The feeling isn’t rational, certainly no more rational than feeling like it’s not really the Ronde without the Muur de Geraardsbergen. But in my inner, non-objective estimation of what should and shouldn’t be in professional cycling, monuments don’t loop, don’t backtrack. They can meander, criss-cross, intersect, and even overlap a bit to get from here to there. But they don’t take a key course feature and run laps around it. Not in a monument. As I wrote in 2008, despite the name, the monuments are living organisms, not time capsules, and they've have always changed with cycling and the world around them. New hills and roads are added, others are lost to time, and some rotate in and out. But that basic, root-level format, from-A-to-B, full speed ahead? That's always been a steady undercurrent, an enduring connection to a century of road racing. It's a holdover from a time when transport and communication weren't so easy as they are now, and the races had to be taken to the people, even if only for a few minutes. That element might be missing from a lot of other races that were created in different eras or that were forced to modernize for sporting or commercial reasons, but it's always been there in the monuments. And for some reason, I’m afraid of losing that.
Don’t get me wrong. This year’s Ronde will be fine, maybe even great. The riders will always make or break the race, and there’s a showdown brewing. What I fear, I suppose, is that the Ronde's new formula may prove successful, and soon there will be finishing laps on the Via Roma and two passes of the Carrefour de l’Arbre. If, down the road, that’s what it takes to save one or all of the monuments from a financial or sporting perspective, I’m OK with that. But I don’t think we’re there yet.
Broomwagon
- I have to admit that the aversion to the circuit-izing of the monuments might be partially out of empathy for the folks doing race coverage. Writing play-by-play of circuit races, especially those like Philadelphia International or the Univest Grand Prix in the United States, which have long laps followed by short laps composed of parts of the long lap, can be brutal. The fourth ascent of this, the fifth long lap, the eighth ascent of the same hill but on the third short lap…painful. A nice point-to-point, though? Every action has a specific place connected to it.
- The big question for Sunday, of course, is where Fabian Cancellara (RadioSchack) will make his first bike change. I think he’s averaging .76 bike swaps per classic for the last few years. Another year of that and he’ll have a smoother remount than Sven Nys.

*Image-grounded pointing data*
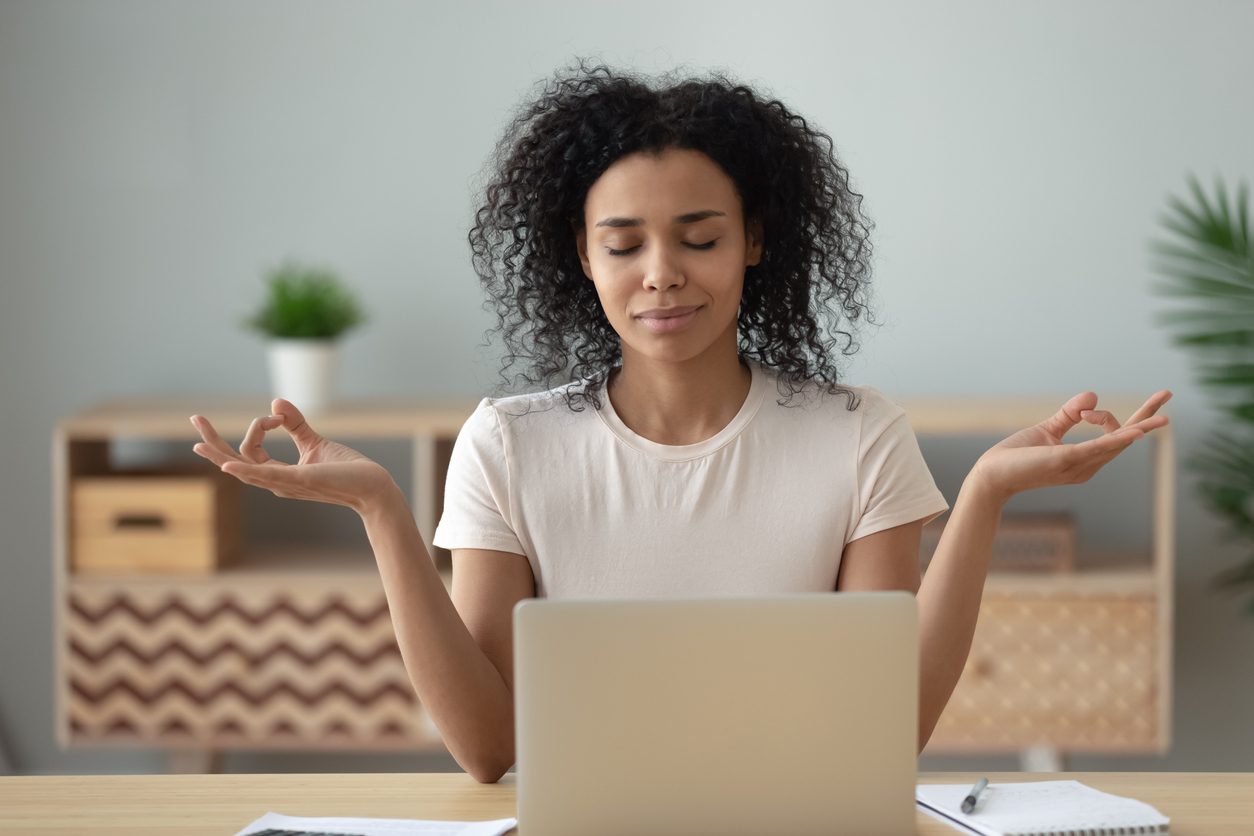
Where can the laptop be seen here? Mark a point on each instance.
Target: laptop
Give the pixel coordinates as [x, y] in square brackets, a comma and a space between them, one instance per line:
[739, 716]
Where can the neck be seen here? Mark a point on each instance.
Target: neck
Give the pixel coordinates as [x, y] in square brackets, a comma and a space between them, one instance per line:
[679, 402]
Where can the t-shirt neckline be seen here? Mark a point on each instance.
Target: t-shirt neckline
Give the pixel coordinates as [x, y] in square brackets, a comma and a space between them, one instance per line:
[685, 451]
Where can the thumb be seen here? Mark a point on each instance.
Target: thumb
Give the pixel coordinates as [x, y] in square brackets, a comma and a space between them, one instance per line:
[295, 423]
[1069, 415]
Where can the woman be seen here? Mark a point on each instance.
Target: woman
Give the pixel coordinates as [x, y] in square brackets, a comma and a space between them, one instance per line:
[670, 255]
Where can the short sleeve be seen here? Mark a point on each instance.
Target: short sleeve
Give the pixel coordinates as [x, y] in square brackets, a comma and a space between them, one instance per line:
[477, 506]
[894, 483]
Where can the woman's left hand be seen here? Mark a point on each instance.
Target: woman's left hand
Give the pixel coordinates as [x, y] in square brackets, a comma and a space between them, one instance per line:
[1037, 458]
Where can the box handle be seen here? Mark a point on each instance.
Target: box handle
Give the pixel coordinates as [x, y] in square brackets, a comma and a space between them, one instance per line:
[139, 522]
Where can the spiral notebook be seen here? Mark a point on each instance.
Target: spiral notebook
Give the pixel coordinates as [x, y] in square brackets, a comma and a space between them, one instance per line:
[1040, 807]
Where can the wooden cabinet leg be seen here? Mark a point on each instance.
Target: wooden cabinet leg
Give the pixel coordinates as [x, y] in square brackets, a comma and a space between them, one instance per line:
[193, 761]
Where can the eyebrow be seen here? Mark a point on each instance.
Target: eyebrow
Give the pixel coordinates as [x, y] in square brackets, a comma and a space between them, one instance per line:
[691, 217]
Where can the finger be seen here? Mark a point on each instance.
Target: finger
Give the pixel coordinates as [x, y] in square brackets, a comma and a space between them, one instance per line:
[261, 475]
[215, 448]
[294, 421]
[1069, 415]
[1151, 405]
[1101, 417]
[252, 448]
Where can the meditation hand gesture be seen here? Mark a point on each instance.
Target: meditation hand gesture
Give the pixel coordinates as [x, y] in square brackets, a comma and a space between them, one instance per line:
[326, 471]
[1037, 458]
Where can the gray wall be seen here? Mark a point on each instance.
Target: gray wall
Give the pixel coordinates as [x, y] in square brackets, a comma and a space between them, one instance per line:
[154, 157]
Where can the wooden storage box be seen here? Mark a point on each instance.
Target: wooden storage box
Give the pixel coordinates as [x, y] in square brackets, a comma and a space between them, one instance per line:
[1026, 542]
[154, 522]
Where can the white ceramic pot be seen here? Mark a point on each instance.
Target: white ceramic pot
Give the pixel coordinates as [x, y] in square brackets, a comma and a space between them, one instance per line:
[304, 372]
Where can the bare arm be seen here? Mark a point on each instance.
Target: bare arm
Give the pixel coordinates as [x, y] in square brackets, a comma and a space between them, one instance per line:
[948, 594]
[457, 649]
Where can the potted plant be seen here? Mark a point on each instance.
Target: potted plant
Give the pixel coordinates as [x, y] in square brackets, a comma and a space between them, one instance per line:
[1213, 266]
[304, 315]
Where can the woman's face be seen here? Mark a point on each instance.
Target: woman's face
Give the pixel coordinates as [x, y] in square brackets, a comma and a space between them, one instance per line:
[667, 232]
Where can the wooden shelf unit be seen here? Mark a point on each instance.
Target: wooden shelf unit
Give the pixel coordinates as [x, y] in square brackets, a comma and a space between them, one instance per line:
[290, 647]
[1071, 662]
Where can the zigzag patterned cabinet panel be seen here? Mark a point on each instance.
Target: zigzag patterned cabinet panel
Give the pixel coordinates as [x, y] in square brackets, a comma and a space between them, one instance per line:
[225, 667]
[289, 647]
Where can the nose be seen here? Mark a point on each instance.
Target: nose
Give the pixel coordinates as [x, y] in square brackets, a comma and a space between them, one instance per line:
[661, 272]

*Work required*
In the cycling text, which climb does the writer say people feel the Ronde isn't really the Ronde without? The items are separate material and are not connected to the cycling text.

*Answer box*
The Muur de Geraardsbergen.